[Stored items]
★ ★ ★ ★ ★

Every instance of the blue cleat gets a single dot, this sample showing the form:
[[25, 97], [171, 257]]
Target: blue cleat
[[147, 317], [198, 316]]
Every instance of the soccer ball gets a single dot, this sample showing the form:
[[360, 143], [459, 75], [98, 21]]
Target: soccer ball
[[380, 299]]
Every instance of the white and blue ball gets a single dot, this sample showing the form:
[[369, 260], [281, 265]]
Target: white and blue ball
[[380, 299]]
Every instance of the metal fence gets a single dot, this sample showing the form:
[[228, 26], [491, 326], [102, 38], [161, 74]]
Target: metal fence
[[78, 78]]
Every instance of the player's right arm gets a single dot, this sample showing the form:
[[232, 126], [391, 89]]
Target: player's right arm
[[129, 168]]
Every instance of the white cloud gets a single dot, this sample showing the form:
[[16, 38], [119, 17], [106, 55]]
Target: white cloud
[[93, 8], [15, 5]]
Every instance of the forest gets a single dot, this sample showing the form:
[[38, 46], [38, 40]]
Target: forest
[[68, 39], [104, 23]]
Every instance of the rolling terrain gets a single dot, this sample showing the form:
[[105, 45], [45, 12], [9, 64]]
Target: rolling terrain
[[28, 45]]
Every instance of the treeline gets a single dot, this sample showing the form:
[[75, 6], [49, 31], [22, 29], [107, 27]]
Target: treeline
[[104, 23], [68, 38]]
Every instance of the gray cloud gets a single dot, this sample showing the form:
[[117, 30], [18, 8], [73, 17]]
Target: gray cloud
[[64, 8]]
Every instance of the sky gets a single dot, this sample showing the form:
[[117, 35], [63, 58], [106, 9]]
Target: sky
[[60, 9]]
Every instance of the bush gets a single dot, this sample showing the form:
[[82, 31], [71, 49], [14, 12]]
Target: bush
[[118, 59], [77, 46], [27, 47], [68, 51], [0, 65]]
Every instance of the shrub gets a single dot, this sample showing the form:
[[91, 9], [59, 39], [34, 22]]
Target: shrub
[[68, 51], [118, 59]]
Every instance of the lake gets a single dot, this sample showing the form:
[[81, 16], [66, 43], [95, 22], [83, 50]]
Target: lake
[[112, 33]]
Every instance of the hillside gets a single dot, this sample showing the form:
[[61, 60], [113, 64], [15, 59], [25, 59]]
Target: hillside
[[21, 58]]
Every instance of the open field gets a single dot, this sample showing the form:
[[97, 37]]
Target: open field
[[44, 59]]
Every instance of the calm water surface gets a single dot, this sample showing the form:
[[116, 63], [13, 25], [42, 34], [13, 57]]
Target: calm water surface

★ ★ ★ ★ ★

Directions: Tell how many lines in the entries above include the word "water", and respond with the number alone.

Result of this task: 2